EXERCISE INSTRUCTIONS:
• a. Please translate this sentence from the Mendelssohn post below into Spanish: "Mendelssohn, who was enormously popular during his lifetime, published only a small fraction of his work before his death at 38."
• b. Answer these questions using the Mendelssohn post below:
(i) How many never-performed Mendelssohn pieces will the upcoming concert feature?
(ii) For how long has Stephen Somary been trying to locate the unpublished manuscripts?
(iii) Which quartet will perform at the concert?

PASSAGE FOR REVIEW:
##########

January 26, 2009

Mendelssohn

We are all very excited about our upcoming concert featuring thirteen never-performed pieces by Felix Mendelssohn.  Mendelssohn, who was enormously popular during his lifetime, published only a small fraction of his work before his death at 38. There are a number of factors that explain the surprising fact there are literally hundreds of unpublished, unperformed, and unknown Mendelssohn pieces.
Stephen Somary, the founder of The Mendelssohn Project (www. TheMendelssohnProject.org), who has spent the past ten years trying to locate the unpublished manuscripts, explains that it was a combination of  Richard Wagner's anti-Semitic vitriol, which darkened Mendelssohn's name and reputation, the banning of Mendelssohn by the Nazis, and, most important, the dispersal of his unpublished manuscripts during the war to the far corners of the earth.   It took Somary's painstaking research and evident passion to track them down. 
It is thrilling to think that we will have the opportunity -- for the first time ever -- to  listen to works composed more than a 160 years ago by one of the greats.  Obviously such a concert calls for great artists, and we will deliver.  The Shanghai Quartet will perform along with pianists, Anna Polonsky and Orion Weiss, and singers, Abigail Nims and Kevin Deas.  

January 21, 2009

Berlin

The Steering Committee at the Haus der Wannsee Konferenz
(Photo by Eileen Eder)

##########

SUPPLIED INFORMATION:

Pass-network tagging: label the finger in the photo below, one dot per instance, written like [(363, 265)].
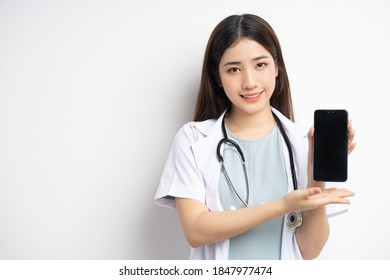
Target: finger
[(351, 148)]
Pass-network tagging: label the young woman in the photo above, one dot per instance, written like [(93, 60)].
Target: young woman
[(231, 210)]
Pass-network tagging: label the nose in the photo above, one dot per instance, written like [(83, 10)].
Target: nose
[(248, 80)]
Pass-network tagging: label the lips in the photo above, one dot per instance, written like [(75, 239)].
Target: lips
[(252, 97)]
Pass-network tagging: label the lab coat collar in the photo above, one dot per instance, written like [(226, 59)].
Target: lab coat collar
[(211, 126)]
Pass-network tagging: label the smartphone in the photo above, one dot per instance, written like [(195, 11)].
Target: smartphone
[(330, 157)]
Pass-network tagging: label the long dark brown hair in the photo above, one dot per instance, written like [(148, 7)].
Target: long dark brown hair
[(212, 100)]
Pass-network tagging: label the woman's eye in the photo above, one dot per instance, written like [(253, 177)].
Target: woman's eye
[(234, 70)]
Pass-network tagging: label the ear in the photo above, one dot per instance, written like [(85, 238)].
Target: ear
[(217, 79)]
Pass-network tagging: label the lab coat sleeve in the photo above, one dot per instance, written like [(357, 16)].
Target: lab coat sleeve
[(180, 177)]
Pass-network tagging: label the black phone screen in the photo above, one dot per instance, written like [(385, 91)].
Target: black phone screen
[(330, 158)]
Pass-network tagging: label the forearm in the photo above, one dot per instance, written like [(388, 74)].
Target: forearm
[(203, 227), (313, 233)]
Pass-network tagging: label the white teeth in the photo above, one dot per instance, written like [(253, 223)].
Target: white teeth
[(251, 96)]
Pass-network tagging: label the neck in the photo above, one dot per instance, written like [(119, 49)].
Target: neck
[(250, 126)]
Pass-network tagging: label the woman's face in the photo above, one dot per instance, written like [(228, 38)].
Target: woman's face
[(248, 74)]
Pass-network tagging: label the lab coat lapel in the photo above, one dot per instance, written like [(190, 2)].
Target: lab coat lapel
[(205, 153)]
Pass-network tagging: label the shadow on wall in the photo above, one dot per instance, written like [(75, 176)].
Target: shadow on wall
[(163, 237)]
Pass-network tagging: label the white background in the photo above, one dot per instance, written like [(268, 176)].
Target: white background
[(92, 93)]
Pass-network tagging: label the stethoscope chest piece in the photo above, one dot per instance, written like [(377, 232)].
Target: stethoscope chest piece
[(294, 220)]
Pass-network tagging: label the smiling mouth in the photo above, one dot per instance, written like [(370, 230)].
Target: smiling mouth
[(252, 97)]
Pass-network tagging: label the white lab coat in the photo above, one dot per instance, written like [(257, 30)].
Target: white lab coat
[(192, 171)]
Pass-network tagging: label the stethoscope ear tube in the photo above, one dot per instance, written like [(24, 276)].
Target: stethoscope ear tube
[(293, 219)]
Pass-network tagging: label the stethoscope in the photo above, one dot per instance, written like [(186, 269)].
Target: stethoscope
[(293, 219)]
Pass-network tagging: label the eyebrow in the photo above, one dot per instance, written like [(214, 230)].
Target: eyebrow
[(239, 62)]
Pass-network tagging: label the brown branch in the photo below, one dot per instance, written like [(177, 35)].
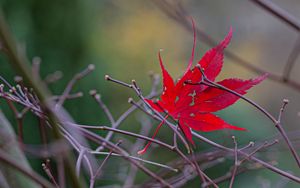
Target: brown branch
[(7, 160)]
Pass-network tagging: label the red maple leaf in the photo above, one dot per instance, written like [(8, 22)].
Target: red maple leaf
[(192, 105)]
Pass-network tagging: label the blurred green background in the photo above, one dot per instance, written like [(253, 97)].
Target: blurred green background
[(122, 39)]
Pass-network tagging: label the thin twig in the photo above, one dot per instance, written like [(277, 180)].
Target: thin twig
[(7, 160), (70, 85)]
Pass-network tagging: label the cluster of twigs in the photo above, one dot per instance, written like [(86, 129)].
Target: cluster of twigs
[(31, 93)]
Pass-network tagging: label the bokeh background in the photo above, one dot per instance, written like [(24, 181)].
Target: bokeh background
[(122, 39)]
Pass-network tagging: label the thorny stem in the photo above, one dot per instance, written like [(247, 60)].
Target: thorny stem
[(252, 158), (114, 123), (265, 145), (125, 133), (92, 180), (49, 174), (138, 92), (97, 139), (70, 85)]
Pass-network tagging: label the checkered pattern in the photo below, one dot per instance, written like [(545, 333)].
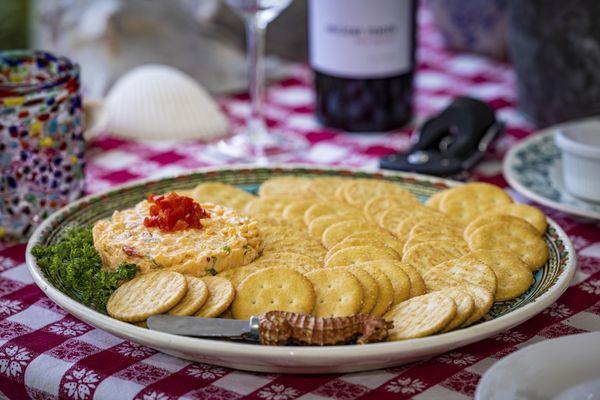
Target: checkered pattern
[(46, 353)]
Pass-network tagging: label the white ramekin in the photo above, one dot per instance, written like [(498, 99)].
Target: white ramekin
[(579, 144)]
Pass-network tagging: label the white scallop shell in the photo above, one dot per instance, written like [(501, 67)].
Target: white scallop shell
[(160, 102)]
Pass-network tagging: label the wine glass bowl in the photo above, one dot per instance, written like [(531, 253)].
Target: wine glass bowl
[(256, 143)]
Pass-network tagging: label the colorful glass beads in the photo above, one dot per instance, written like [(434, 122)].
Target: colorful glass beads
[(41, 138)]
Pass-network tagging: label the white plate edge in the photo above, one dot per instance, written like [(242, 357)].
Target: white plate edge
[(525, 191), (455, 338)]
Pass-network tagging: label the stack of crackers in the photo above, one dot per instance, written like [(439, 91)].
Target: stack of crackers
[(337, 246)]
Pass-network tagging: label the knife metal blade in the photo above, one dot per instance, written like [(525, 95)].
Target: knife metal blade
[(205, 327)]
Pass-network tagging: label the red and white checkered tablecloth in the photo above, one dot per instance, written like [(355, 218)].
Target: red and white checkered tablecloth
[(46, 353)]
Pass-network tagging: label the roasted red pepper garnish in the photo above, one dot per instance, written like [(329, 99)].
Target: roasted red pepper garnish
[(172, 212), (131, 251)]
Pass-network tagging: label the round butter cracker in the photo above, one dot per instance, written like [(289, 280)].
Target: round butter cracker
[(359, 254), (273, 289), (338, 292), (146, 295), (194, 298), (369, 286), (399, 279), (385, 296), (420, 316), (514, 276), (468, 201), (529, 213), (523, 242), (423, 256), (220, 295)]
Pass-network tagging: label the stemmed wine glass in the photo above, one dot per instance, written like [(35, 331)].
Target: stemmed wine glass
[(256, 143)]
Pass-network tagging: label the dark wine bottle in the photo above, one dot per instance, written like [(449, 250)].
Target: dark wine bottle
[(362, 53)]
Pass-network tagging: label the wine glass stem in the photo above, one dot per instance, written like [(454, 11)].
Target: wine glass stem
[(255, 33)]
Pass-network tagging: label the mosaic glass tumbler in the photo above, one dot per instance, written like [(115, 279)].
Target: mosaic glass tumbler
[(41, 139)]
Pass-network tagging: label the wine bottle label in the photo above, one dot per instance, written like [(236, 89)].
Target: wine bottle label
[(361, 38)]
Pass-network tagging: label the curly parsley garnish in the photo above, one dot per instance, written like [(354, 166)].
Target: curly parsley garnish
[(75, 265)]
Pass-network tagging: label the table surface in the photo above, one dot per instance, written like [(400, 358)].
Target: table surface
[(46, 353)]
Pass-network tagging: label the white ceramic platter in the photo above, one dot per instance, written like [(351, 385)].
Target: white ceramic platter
[(550, 282), (545, 370)]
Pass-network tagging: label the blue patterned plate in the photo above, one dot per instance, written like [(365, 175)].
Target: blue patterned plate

##########

EXPECTED OUTPUTS:
• a. Mendelssohn, que fue enormemente popular en vida, publicó solo una pequeña parte de su obra antes de morir a los 38 años.

• b.
(i) Thirteen.
(ii) The past ten years.
(iii) The Shanghai Quartet.